Weather stuff is tricky when you’re away. You want it to be nice. And on days when it does indeed exceed your hopes, you want to make sure you don’t waste a single minute of it. That’s a lot of pressure!
Still, as the pilot bumped his way to a landing in sunny Milan (and passengers grumbled at the added little bounce -- “that’s Altitalia for you!” -- one said, but then, a flight from Paris to Milan is always filled with people who look like this:
on the bus to the plane
Men in a hurry), I was looking out the window and thinking – wow, the Milanese spring is two weeks ahead of where our spring is right now. Amazing! (Both theirs and ours.)
Just to clarify, the lake region of Italy is just south of the Alps. You can this flying into Milan. Here’s the first of the big beauties – Lake Como, spreading its claws right up into the mountains.
On my return next week, I have to spend a night in Milan. That’s not the best way to end a trip, but early flights force my hand there. But there’s no reason to even pause in this city on my arrival. From airport, straight to the train station, where I catch the local to Brescia. (The local is always half the price of the snazzy intercity – there it is, that speeding devil, showing off its bright redness, like Mr Red back home, or my rosie, or my red hot lover. Forget you all! This time I’m on the pokey green snake.)
It’s always a challenge to take these trains after a long and convoluted series of flights. Far too easy to fall asleep and miss your station. The warm sun comes in through the windows, the train rocks gently, in the distance, the northern Alps frame your views...
No, I must stay awake.
Italian trains aren’t as on the spot punctual as those in neighboring countries (I’m thinking France, Spain, Switzerland, Germany) – so you can’t plan your connections around them. A little over an hour later, ss we pull into Brescia (a city at the southern end of Lake Garda), I see that we’re a tad late. So I miss a good bus to Gargnano. Ah well, there are plenty of others.
If I could fall asleep standing up (Ed can do it, I cannot), I would do it now, at the bus station in Brescia. It’s fairly crowded here, on this Friday afternoon. Lots of high school kids, too, returning (cigarettes out, ah, foolish kids!) to their homes on the outskirts, or in the lakeside villages. When my Gargnano bus finally comes, it fills up quickly.
This is what people do when their gas gets taxed at higher rates – they cut back on using their cars and rely on public transportation, which then improves significantly to meet the growing demand. I’m one who believes that this is a good thing.
· · ·
**Problems and tasks:**
A – Copy the travel account word for word, starting at "Weather stuff is" and ending at "into the mountains.".
B – Answer these questions from the travel account:
(i) Which lake does the writer name as the first one seen when flying into Milan?
(ii) To which city does the writer take the local train from Milan?
(iii) On what day of the week is the writer waiting at the bus station in Brescia?
The material that comes next is separate from the travel account.

(Records from a point-labeling set)
· · ·
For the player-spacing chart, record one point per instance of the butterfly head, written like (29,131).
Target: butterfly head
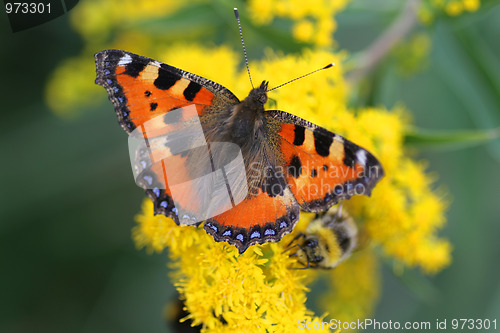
(258,95)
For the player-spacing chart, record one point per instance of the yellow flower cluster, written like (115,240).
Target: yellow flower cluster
(430,8)
(312,20)
(95,20)
(225,291)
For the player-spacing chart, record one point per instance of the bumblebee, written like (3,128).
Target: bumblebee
(328,240)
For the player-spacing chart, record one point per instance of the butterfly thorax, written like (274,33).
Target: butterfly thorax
(247,117)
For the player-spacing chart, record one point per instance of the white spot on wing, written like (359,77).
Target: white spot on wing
(125,60)
(361,156)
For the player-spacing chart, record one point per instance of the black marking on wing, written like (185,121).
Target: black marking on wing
(322,142)
(135,67)
(191,90)
(299,135)
(166,79)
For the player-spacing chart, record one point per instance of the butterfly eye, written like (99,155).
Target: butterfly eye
(263,98)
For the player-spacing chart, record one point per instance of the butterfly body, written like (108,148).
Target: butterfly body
(289,163)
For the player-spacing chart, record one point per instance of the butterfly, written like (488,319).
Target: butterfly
(329,239)
(289,163)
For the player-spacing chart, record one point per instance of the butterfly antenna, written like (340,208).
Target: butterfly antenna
(339,211)
(300,77)
(237,14)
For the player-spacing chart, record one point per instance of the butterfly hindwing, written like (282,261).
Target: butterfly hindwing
(323,168)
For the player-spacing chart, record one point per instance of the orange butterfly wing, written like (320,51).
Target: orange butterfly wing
(142,89)
(323,168)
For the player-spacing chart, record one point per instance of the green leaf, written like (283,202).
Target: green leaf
(449,139)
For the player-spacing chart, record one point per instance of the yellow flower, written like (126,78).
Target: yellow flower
(430,8)
(312,20)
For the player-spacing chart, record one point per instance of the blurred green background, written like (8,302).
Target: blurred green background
(68,197)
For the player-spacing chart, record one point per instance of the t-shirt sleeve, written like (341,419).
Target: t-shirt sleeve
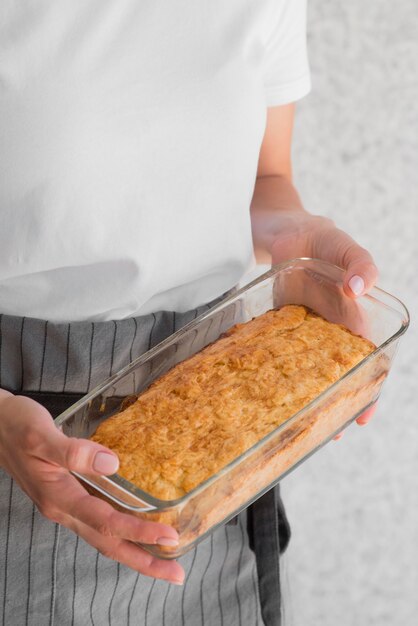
(286,69)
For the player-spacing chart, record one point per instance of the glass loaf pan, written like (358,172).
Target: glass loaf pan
(377,316)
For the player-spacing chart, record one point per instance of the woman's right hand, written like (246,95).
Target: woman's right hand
(39,457)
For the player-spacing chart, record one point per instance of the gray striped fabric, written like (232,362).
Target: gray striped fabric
(50,576)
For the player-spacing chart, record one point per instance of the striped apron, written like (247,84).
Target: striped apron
(51,576)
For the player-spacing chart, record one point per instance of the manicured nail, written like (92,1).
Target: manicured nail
(105,463)
(167,541)
(356,284)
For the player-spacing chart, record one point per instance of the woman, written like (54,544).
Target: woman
(145,157)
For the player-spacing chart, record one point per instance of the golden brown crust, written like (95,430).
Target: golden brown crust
(209,409)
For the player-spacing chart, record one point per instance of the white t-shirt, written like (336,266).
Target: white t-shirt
(129,138)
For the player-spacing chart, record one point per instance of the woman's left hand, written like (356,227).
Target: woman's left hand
(302,234)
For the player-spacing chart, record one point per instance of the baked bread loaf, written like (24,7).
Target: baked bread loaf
(209,409)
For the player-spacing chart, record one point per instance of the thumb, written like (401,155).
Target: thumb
(80,455)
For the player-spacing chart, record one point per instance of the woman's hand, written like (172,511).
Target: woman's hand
(39,457)
(298,234)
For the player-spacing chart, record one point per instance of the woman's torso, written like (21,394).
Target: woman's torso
(129,139)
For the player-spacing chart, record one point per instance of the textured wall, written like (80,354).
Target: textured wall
(354,505)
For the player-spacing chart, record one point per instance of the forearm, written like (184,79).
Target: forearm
(272,196)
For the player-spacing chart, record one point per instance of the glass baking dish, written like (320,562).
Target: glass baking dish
(378,316)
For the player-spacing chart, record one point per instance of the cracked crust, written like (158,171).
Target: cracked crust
(214,406)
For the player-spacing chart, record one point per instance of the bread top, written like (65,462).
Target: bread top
(209,409)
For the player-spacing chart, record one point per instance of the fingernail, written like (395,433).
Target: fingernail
(105,463)
(167,541)
(356,284)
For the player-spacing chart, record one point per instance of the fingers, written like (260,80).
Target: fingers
(102,517)
(336,246)
(78,455)
(131,555)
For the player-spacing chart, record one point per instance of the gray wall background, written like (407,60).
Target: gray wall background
(353,506)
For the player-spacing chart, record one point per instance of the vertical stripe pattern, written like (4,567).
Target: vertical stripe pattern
(56,578)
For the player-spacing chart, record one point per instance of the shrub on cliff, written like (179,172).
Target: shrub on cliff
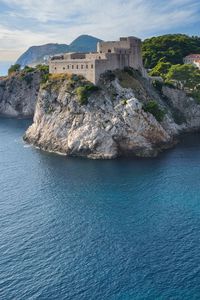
(170,48)
(153,108)
(83,92)
(187,76)
(13,69)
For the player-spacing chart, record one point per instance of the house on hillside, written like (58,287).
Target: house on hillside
(109,56)
(193,59)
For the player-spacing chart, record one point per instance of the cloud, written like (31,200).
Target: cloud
(31,22)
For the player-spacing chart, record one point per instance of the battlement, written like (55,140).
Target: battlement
(110,55)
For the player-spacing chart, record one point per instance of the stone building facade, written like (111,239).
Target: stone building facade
(109,56)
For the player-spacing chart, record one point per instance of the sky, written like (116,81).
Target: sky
(24,23)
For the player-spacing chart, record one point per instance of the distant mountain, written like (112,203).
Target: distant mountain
(36,54)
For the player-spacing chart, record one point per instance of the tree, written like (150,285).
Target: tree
(170,48)
(13,69)
(187,76)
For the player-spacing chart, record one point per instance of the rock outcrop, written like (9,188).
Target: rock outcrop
(18,94)
(111,124)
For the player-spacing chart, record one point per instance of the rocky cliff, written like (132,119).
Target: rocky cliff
(18,93)
(74,118)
· · ·
**Solutions per task:**
A –
Weather stuff is tricky when you’re away. You want it to be nice. And on days when it does indeed exceed your hopes, you want to make sure you don’t waste a single minute of it. That’s a lot of pressure!
Still, as the pilot bumped his way to a landing in sunny Milan (and passengers grumbled at the added little bounce -- “that’s Altitalia for you!” -- one said, but then, a flight from Paris to Milan is always filled with people who look like this:
on the bus to the plane
Men in a hurry), I was looking out the window and thinking – wow, the Milanese spring is two weeks ahead of where our spring is right now. Amazing! (Both theirs and ours.)
Just to clarify, the lake region of Italy is just south of the Alps. You can this flying into Milan. Here’s the first of the big beauties – Lake Como, spreading its claws right up into the mountains.

B –
(i) Lake Como
(ii) Brescia
(iii) Friday